PROBLEM TO SOLVE: Pick out every line of the entries below that contains the string "cobblestone", matching case exactly, and copy each one.

* * *

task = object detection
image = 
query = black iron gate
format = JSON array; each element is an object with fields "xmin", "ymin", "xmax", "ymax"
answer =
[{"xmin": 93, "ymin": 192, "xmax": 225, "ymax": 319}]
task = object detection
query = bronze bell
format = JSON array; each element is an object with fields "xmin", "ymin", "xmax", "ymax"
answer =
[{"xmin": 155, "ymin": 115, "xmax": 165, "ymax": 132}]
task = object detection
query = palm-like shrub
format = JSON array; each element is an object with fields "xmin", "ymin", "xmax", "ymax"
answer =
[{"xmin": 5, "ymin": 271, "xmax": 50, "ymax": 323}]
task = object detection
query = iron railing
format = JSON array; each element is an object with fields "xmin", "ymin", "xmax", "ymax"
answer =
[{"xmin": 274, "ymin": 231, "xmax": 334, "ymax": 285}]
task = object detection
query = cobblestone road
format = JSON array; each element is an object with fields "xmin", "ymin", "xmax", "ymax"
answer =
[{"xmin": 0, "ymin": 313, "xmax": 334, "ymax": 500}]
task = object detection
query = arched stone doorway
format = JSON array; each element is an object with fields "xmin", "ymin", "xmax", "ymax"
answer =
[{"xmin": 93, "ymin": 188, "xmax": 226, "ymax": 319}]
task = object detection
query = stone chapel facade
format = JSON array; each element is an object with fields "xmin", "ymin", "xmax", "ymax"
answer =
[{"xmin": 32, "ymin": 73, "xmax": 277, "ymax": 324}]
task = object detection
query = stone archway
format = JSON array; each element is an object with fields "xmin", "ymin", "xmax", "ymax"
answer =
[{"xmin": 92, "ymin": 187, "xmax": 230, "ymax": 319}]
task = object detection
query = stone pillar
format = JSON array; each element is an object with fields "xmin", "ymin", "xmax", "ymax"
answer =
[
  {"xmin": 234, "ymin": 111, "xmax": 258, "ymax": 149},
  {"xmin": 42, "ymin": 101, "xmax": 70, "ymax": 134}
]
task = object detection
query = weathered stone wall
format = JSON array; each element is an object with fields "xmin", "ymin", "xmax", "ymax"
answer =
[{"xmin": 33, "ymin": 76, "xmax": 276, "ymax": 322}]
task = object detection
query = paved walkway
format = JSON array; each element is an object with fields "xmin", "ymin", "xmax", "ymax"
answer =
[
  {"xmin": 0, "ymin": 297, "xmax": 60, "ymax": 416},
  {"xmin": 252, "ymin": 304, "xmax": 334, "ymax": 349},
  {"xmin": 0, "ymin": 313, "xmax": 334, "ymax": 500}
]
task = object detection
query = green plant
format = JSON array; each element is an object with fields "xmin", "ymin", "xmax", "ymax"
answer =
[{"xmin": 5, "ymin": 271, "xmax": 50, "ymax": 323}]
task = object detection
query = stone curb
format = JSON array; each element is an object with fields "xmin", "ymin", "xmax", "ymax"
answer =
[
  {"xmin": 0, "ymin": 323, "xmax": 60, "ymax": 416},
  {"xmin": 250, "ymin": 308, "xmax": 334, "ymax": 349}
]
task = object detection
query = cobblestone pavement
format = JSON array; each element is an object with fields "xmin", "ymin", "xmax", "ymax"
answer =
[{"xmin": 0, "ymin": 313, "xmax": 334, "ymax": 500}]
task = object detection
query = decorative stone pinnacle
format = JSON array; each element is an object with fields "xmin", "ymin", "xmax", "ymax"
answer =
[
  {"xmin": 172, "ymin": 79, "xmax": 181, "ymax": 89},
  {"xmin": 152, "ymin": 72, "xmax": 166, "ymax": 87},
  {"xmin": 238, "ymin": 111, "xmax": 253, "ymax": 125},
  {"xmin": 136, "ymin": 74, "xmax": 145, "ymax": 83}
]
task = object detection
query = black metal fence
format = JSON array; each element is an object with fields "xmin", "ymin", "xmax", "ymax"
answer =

* * *

FULL SOLUTION:
query = cobblestone road
query = cobblestone pavement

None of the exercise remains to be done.